Dataset records

◇ ◇ ◇ ◇

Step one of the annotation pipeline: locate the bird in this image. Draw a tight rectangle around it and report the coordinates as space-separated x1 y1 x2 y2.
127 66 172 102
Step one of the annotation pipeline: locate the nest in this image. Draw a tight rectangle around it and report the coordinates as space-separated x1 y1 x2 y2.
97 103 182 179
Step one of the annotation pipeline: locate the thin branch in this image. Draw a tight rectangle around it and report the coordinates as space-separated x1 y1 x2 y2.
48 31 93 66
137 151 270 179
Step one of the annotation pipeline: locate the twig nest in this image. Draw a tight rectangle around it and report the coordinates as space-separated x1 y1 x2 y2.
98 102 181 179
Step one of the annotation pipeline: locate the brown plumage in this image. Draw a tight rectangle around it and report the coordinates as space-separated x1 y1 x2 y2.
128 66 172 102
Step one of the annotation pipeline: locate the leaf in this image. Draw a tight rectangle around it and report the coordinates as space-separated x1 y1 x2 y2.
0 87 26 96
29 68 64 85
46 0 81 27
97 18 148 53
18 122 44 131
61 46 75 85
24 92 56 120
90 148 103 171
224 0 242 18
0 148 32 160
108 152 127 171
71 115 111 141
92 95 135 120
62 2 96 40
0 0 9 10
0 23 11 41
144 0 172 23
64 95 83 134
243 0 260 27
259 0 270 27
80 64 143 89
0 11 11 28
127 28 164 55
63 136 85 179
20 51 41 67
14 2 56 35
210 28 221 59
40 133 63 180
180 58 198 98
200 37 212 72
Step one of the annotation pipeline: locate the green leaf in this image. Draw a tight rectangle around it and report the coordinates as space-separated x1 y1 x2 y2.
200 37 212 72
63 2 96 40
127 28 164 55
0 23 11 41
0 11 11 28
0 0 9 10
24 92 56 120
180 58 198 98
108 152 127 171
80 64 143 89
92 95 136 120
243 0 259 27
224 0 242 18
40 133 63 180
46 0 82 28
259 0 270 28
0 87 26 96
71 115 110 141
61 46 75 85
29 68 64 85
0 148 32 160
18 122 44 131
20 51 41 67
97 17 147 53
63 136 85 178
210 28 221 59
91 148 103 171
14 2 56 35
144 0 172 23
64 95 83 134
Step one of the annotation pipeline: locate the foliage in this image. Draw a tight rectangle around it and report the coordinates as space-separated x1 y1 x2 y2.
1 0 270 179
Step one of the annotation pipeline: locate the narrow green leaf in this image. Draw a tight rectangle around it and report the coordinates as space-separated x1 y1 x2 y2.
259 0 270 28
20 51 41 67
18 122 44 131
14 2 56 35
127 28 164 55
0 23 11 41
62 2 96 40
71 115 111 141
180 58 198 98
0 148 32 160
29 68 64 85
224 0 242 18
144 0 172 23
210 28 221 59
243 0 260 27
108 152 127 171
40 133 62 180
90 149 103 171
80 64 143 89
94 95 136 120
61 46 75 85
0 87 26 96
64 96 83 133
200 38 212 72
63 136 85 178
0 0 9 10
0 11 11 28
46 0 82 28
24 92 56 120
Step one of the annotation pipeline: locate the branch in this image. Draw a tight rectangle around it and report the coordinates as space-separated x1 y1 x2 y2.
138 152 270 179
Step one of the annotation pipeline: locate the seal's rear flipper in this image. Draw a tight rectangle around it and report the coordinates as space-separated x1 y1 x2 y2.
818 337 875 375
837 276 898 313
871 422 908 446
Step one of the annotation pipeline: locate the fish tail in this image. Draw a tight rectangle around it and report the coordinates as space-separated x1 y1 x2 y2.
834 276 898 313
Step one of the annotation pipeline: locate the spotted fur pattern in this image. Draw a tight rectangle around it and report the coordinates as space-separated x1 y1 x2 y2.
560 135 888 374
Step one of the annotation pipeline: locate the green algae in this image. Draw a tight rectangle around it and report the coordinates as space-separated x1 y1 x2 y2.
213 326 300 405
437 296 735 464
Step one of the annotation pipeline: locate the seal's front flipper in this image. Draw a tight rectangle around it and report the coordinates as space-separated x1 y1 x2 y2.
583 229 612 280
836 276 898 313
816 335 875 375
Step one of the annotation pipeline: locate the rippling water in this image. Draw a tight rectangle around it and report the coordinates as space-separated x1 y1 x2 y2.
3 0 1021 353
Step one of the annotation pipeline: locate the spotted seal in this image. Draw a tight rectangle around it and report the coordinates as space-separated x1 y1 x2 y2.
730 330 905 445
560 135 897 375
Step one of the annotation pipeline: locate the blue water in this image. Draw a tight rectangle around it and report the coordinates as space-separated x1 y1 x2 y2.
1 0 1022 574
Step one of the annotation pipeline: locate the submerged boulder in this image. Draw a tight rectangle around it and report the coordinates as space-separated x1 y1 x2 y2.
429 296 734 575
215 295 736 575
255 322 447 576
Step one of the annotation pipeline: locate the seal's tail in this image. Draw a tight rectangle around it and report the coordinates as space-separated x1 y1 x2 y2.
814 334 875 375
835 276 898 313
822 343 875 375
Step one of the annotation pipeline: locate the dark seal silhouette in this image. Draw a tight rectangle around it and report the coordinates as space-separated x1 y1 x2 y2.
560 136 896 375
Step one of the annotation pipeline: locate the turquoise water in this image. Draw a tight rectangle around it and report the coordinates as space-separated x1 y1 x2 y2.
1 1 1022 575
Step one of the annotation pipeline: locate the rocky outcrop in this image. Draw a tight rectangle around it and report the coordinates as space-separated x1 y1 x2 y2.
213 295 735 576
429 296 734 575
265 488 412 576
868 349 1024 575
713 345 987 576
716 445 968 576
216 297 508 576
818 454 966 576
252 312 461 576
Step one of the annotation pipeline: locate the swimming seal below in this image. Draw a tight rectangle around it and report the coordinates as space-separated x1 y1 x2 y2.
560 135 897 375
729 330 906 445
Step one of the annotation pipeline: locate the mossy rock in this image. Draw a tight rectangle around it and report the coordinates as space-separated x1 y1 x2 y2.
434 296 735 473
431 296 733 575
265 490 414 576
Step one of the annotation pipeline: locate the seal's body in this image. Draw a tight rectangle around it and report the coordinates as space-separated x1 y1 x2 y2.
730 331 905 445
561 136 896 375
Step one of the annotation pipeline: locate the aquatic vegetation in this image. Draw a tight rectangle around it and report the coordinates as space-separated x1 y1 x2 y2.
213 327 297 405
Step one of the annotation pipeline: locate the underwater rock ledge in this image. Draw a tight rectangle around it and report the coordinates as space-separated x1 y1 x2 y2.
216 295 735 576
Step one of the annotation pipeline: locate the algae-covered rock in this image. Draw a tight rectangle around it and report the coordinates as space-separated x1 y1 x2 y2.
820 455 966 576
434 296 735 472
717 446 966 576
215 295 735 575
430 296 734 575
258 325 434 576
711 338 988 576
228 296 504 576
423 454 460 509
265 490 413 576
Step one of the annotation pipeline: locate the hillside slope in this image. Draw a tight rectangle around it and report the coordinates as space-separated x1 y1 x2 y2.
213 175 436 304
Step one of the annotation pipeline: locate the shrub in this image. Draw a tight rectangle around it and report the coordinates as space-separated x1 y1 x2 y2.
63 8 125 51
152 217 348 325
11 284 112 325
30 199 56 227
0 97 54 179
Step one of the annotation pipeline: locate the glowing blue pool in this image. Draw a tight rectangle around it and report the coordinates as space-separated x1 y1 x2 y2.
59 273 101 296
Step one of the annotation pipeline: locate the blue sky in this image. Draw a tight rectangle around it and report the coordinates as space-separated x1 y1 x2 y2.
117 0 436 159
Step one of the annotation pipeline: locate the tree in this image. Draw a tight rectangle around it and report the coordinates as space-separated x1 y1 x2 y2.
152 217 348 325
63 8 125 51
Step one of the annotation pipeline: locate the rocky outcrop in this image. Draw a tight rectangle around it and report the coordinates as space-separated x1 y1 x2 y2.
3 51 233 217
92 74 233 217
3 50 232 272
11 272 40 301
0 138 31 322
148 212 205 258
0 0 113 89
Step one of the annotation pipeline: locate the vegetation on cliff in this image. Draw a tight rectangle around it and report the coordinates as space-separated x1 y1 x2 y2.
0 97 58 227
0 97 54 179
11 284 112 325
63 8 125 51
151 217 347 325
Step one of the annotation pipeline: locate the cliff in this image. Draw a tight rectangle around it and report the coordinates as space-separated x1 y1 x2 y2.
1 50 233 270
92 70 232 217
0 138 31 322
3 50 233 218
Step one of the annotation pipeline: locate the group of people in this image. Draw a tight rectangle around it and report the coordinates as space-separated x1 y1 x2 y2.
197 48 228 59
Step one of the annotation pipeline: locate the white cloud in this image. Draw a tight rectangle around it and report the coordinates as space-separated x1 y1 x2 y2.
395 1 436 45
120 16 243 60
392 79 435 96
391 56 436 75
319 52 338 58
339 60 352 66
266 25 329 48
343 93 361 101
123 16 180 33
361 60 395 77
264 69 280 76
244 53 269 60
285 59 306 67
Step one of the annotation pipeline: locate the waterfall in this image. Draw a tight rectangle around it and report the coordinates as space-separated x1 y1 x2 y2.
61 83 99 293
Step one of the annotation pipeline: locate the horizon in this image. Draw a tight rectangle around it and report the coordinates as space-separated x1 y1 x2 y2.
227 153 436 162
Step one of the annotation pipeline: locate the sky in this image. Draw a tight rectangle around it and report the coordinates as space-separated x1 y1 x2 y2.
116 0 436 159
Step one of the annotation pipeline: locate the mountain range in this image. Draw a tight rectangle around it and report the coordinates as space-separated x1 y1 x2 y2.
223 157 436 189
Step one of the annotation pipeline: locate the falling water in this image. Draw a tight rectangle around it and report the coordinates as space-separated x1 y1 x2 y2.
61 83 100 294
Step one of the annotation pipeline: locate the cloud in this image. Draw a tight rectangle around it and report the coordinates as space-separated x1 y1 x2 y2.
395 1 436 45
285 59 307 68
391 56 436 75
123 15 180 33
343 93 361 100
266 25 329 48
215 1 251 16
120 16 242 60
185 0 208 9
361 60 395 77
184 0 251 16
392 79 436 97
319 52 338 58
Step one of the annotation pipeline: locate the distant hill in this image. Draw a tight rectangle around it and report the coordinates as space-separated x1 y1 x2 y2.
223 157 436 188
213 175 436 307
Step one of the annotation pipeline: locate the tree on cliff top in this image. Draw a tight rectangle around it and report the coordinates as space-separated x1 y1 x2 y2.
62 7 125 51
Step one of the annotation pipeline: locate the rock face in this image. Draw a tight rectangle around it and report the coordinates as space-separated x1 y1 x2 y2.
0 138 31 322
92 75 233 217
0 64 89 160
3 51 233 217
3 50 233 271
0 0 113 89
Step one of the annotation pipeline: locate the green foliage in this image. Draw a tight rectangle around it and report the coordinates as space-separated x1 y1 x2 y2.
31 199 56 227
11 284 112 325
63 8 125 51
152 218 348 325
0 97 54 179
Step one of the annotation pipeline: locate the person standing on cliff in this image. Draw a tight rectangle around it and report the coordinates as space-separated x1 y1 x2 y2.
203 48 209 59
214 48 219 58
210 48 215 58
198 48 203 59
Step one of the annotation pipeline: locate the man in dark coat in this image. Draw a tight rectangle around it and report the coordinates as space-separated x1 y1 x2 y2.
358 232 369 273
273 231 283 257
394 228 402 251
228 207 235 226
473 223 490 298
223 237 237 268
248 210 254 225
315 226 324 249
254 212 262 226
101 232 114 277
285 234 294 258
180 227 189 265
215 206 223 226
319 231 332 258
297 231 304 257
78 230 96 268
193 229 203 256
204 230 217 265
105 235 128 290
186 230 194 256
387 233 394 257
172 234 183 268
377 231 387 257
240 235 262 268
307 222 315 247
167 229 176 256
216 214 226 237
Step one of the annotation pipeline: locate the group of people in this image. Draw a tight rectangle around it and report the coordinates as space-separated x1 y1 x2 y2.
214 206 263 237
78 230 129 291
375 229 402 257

◇ ◇ ◇ ◇

- _Work to complete_: Extract every line from the one containing "Step one of the annotation pipeline: locate the green foliage" to the end of the entries, including both of those lines, exactly as given and with nothing added.

- _Written reply_:
Step one of the annotation pipeline: locate the green foliage in this image. Draw a tight rectangle around it and report the coordinates as space-separated x1 y1 x2 y2.
31 199 56 227
11 284 112 325
63 8 125 51
152 218 348 325
0 97 54 179
Step one of the annotation pipeline: locate the person standing on cliff in this image. Draw a tight rectangle around it and report the coordinates as space-separated x1 y1 x2 y2.
203 48 209 59
214 48 219 58
210 48 215 58
198 48 203 59
Step one of the annotation pipeline: locate the man in dark coat in this image. Draw a tight rectangle around it and report the coordinates as space-separated x1 y1 x2 y2.
358 232 369 273
273 231 283 257
394 228 402 251
228 207 235 226
473 223 490 298
223 237 237 268
248 210 254 225
315 226 324 249
254 212 262 226
101 232 114 277
285 234 294 258
180 227 189 265
215 206 223 226
319 231 332 258
297 231 304 257
78 230 96 268
193 229 203 256
204 230 217 265
105 235 128 290
186 230 194 256
387 233 394 257
172 234 183 268
377 231 387 257
240 235 262 268
307 222 315 247
167 229 176 256
216 214 226 237
Step one of the annotation pipeline: locate the group of people in this image. Draw a tight rectangle around it and report the coordinates as space-separated x1 y1 x2 y2.
214 206 263 237
78 230 129 291
375 229 402 257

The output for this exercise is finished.